- _Your task_
Lay out the records as a JSON list of strings, one per line with blank lines omitted, starting at the line that contains "# segment --target sky" and ending at the last line of the records. Leave the pictures out of the answer.
========================================================================
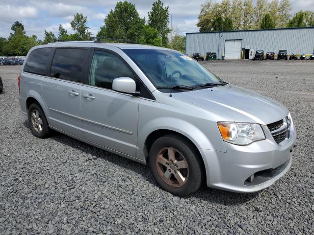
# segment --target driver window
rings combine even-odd
[[[95,51],[89,85],[112,90],[113,79],[122,77],[135,78],[132,72],[116,55],[101,50]]]

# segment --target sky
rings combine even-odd
[[[141,17],[148,20],[148,12],[156,0],[129,0],[135,4]],[[221,0],[216,0],[219,1]],[[28,36],[36,35],[43,39],[45,29],[56,36],[59,24],[69,33],[72,33],[70,22],[76,12],[87,17],[88,25],[93,36],[96,36],[104,19],[118,0],[1,0],[0,1],[0,37],[8,37],[11,26],[15,21],[21,22]],[[162,1],[169,6],[172,25],[179,33],[198,32],[197,17],[201,4],[205,0],[167,0]],[[291,0],[292,13],[300,10],[314,11],[314,0]],[[170,20],[169,17],[169,21]],[[169,23],[170,24],[170,23]]]

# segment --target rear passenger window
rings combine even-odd
[[[46,66],[52,47],[40,48],[33,50],[24,66],[24,71],[39,75],[46,75]]]
[[[82,82],[87,51],[86,49],[56,49],[50,76]]]
[[[95,51],[89,74],[89,85],[112,89],[113,79],[122,77],[134,79],[133,73],[118,57],[105,51]]]

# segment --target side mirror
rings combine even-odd
[[[112,90],[116,92],[136,94],[136,84],[134,80],[130,77],[118,77],[113,79]]]

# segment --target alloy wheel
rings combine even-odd
[[[38,133],[43,130],[43,120],[40,117],[40,113],[38,110],[34,109],[31,112],[31,124],[34,129]]]
[[[162,180],[170,186],[181,187],[187,181],[187,162],[174,148],[167,147],[159,150],[156,158],[156,166]]]

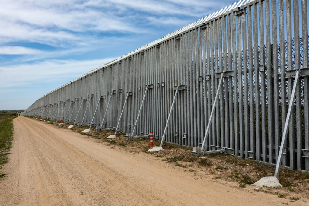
========================================================================
- _Written response_
[
  "# segment --target sky",
  "rings combine even-odd",
  "[[[141,17],[148,20],[148,12],[156,0],[129,0],[135,4]],[[221,0],[216,0],[219,1]],[[28,36],[36,35],[43,39],[45,29],[56,36],[59,24],[69,33],[72,33],[70,22],[76,12],[87,17],[88,25],[93,36],[96,36],[104,19],[118,0],[1,0],[0,1],[0,37],[8,37],[11,26],[15,21],[21,22]],[[162,1],[169,6],[172,25],[179,33],[198,32],[197,17],[201,4],[205,0],[167,0]],[[291,0],[292,13],[300,10],[314,11],[314,0]],[[170,20],[169,17],[169,21]],[[169,23],[170,24],[170,23]]]",
  "# segment --target rear passenger window",
  "rings combine even-odd",
  "[[[46,66],[52,47],[40,48],[33,50],[24,66],[24,71],[39,75],[46,75]]]",
  "[[[82,82],[87,51],[86,49],[56,49],[50,76]]]",
  "[[[95,51],[89,74],[89,85],[112,89],[113,79],[122,77],[134,79],[133,73],[118,57],[105,51]]]",
  "# segment --target side mirror",
  "rings combine even-odd",
  "[[[112,90],[116,92],[136,94],[136,84],[134,80],[130,77],[118,77],[113,79]]]",
  "# segment --target alloy wheel",
  "rings combine even-odd",
  "[[[38,133],[43,130],[43,120],[40,117],[40,113],[38,110],[34,109],[31,112],[31,124],[34,129]]]",
  "[[[162,180],[170,186],[181,187],[187,181],[187,162],[174,148],[167,147],[159,150],[156,158],[156,166]]]"
]